Demand Forecasting with Multi-Factor Analysis

A machine learning framework that quantifies the relative influence of five key factor categories on consumer demand — going beyond prediction to answer which factors matter most, and by how much.

Overview

Most demand forecasting systems tell you what demand will be. This project answers why — by systematically measuring the contribution of weather, economic conditions, social media trends, financial markets, and calendar effects to demand patterns using a multi-model interpretable ML approach.

Built as an academic study project at BITS Pilani (Mathematics Dept.), this framework is designed to be industry-adaptable and business-interpretable.

Problem Statement

Businesses monitor many demand signals — weather, sentiment, macro indicators — but lack a quantitative basis for prioritizing which factors deserve investment. This project answers:

How much does each factor category influence demand?
Which signals should forecasting models prioritize?
How can ML provide interpretable, quantified insights — not just predictions?

Repository Structure

Demand-Forecasting/
│
├── Demand_Forecasting.ipynb      # Full pipeline: data → features → models → analysis
│
├── reports/
│   └── report.pdf              # Full project report
│
├── presentation/
│   └── presentation.pdf        # Project presentation slides
│
├── LICENSE                     # All rights reserved
└── README.md

Methodology

Data Architecture

Five factor categories integrated from real APIs (with synthetic fallback):

Factor Group	Features	Source
Weather	Temperature, Humidity, Pressure, Feels-like, Heat Index, MAs, Lags	OpenWeather API / Synthetic
Economic	GDP Growth, Inflation, Unemployment, Interest Rate, Consumer Confidence	Synthetic (India-calibrated)
Social Media	Shopping/Smartphone/Entertainment Trends, Sentiment, Engagement, Interactions	Synthetic
Financial	Stock Price, Volume, High/Low/Open, Volatility, Price Change, MAs, Lags	Alpha Vantage API / Synthetic
Calendar	Holiday flag, National/Religious indicators, Weekend, Month, Day-of-week, Quarter	Python `holidays` library

Pipeline auto-falls back to calibrated synthetic generation if API keys are unavailable.

Feature Engineering

47 features engineered across 6 groups, including:

7-day and 30-day rolling averages for weather, financial, and social signals
Lag features (1-day, 7-day) for time-series awareness
Interaction features: heat index, sentiment × shopping trend, GDP × interest rate
Full temporal decomposition: quarter, week-of-year, day-of-year

All features standardized via StandardScaler (RF/SHAP) or MinMaxScaler (LSTM).
※
• [Goal of the exercise]: From the demand forecasting write-up, write out the passage starting at "Most demand forecasting" and ending at "forecasting models prioritize?", word for word.

[Point labeling examples]
※
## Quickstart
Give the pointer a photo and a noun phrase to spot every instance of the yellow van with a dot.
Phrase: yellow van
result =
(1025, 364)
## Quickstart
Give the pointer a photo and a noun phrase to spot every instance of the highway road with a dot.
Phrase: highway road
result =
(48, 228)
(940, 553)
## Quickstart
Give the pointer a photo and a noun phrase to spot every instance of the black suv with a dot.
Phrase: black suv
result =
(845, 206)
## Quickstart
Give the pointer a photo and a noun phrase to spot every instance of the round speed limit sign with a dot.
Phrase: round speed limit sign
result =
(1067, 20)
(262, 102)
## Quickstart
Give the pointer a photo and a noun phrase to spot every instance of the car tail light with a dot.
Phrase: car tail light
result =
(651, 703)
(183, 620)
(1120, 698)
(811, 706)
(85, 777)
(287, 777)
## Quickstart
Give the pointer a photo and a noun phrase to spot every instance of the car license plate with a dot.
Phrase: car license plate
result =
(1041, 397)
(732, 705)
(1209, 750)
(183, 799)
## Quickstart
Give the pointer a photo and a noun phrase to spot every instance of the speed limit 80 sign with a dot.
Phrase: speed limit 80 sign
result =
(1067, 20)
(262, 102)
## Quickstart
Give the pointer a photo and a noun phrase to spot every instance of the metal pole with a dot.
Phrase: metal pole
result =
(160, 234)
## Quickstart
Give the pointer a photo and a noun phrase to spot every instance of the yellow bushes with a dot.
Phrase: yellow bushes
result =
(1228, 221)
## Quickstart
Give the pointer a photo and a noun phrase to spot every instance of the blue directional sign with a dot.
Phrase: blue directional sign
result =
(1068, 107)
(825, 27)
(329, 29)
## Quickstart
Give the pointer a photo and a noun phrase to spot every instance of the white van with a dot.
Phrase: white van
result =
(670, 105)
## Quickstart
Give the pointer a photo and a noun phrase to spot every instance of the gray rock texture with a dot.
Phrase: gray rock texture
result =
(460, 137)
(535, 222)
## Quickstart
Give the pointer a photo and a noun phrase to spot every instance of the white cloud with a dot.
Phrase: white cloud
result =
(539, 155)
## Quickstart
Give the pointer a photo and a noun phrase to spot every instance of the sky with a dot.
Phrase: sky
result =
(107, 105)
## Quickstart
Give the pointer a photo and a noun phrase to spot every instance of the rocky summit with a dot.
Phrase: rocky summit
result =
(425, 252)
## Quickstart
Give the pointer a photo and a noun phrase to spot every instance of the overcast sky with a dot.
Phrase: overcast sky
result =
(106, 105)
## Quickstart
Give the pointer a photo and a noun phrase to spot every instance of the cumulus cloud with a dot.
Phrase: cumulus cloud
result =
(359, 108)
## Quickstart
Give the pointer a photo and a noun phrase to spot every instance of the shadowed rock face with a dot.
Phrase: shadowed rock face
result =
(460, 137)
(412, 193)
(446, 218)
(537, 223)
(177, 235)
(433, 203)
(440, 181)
※
• [In response]:
Most demand forecasting systems tell you what demand will be. This project answers why — by systematically measuring the contribution of weather, economic conditions, social media trends, financial markets, and calendar effects to demand patterns using a multi-model interpretable ML approach.

Built as an academic study project at BITS Pilani (Mathematics Dept.), this framework is designed to be industry-adaptable and business-interpretable.

Problem Statement

Businesses monitor many demand signals — weather, sentiment, macro indicators — but lack a quantitative basis for prioritizing which factors deserve investment. This project answers:

How much does each factor category influence demand?
Which signals should forecasting models prioritize?